Tasks to complete:
1/ Please answer these questions from the passage on Egypt's political upheaval:
(a) On what date did Hosni Mubarak resign his presidency?
(b) What sentence did an Egyptian court give him, and on what date?
(c) Which candidate did the Muslim Brotherhood put forward in the election it won?
2/ Extend the passage on Egypt's political upheaval, picking up right after its final sentence.

# Page excerpt start

In a surprising outcome, both Muslim and Christian Egyptians demonstrated a solidarity that saw the Muslims protecting Christian demonstrators during Sunday service.
February 11, 2011 saw President Hosni Mubarak, who’d spent almost 30 years in office, resign his presidency and power was handed over to the military. He was sentenced to life in prison on June 2nd, 2012 by an Egyptian court for his role in killing unarmed protesters. On November 29th, 2011, Egypt held parliamentary elections in the midst of widespread violence and unrest, with the people still distrustful of the motives of the interim-military government.
The Muslim Brotherhood who put forward candidate Mohammed Morsy won Egypt’s election and proceeded to fill the power vacuum, disrupting the delicate balance between Islamic faith and the principles of a secular state. It therefore did not come as a shock when the police and army who had supported Mubarak and protected secularism staged a coup against the Muslim Brotherhood and succeeded in bringing the country back under military rule.

# Page excerpt end
# Given information start

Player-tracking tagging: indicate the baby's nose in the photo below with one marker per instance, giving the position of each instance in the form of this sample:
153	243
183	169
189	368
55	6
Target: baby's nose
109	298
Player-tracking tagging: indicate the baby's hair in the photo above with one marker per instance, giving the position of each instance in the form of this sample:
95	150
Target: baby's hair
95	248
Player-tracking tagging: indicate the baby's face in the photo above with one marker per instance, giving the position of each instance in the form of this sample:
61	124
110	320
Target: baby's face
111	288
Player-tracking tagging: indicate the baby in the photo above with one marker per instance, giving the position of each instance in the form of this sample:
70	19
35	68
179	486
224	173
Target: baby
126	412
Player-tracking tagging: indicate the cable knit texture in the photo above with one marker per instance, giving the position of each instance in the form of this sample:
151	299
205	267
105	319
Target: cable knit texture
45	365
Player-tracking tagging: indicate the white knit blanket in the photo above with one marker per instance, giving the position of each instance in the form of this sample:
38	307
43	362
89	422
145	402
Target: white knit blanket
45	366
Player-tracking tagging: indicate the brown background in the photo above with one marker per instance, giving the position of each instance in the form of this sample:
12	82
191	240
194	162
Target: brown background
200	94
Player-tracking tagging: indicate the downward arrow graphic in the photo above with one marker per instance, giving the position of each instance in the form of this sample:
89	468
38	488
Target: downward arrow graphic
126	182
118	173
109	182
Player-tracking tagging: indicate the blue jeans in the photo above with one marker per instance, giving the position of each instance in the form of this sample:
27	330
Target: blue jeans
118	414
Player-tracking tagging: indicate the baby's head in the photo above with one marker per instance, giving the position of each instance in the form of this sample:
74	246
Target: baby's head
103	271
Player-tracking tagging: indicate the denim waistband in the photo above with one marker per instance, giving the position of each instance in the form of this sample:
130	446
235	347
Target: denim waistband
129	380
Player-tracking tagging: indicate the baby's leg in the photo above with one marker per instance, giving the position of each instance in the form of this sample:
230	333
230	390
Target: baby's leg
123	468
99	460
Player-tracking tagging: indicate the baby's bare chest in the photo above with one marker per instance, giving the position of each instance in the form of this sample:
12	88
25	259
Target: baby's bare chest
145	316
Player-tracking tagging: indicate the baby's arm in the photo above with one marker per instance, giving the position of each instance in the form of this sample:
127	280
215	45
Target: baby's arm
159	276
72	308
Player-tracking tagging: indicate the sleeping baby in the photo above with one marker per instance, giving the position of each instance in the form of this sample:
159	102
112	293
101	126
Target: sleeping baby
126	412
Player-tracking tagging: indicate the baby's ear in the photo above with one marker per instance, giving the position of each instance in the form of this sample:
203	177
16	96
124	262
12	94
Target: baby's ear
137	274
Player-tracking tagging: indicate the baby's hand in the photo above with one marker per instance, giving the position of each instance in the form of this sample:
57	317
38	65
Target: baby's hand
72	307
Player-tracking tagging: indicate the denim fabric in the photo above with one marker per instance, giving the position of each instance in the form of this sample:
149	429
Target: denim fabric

# Given information end

Response list:
1/
(a) February 11, 2011
(b) Life in prison, on June 2nd, 2012
(c) Mohammed Morsy

2/
For such an impassioned movement which seemed to end so abruptly on all fronts after the massive loss of life and upheavals of nations and policies, the spirit of the Arab Spring is still one that must first of all be admired, then praised. The ability of all these people to band under a common purpose and fight for their freedom from oppressive leaderships (in most cases), with minute help from social media whose use was confined largely to a well-educated and affluent (and often multilingual) liberal elite is almost mind boggling.
So on this day of remembrance for Egypt, The Cairo Institute for Human Rights Studies and the Euro-Mediterranean Human Rights Network are asking people to sign their petition to the Egyptian government and foreign ministries across Europe, demanding freedom for five well-known activists and citizens. The stories of the five imprisoned activists are included in the body of the petition. Please sign the petition and consider posting your support on Facebook and Twitter, where people are sharing pictures of themselves holding signs asking Egypt to #DetainNoMore.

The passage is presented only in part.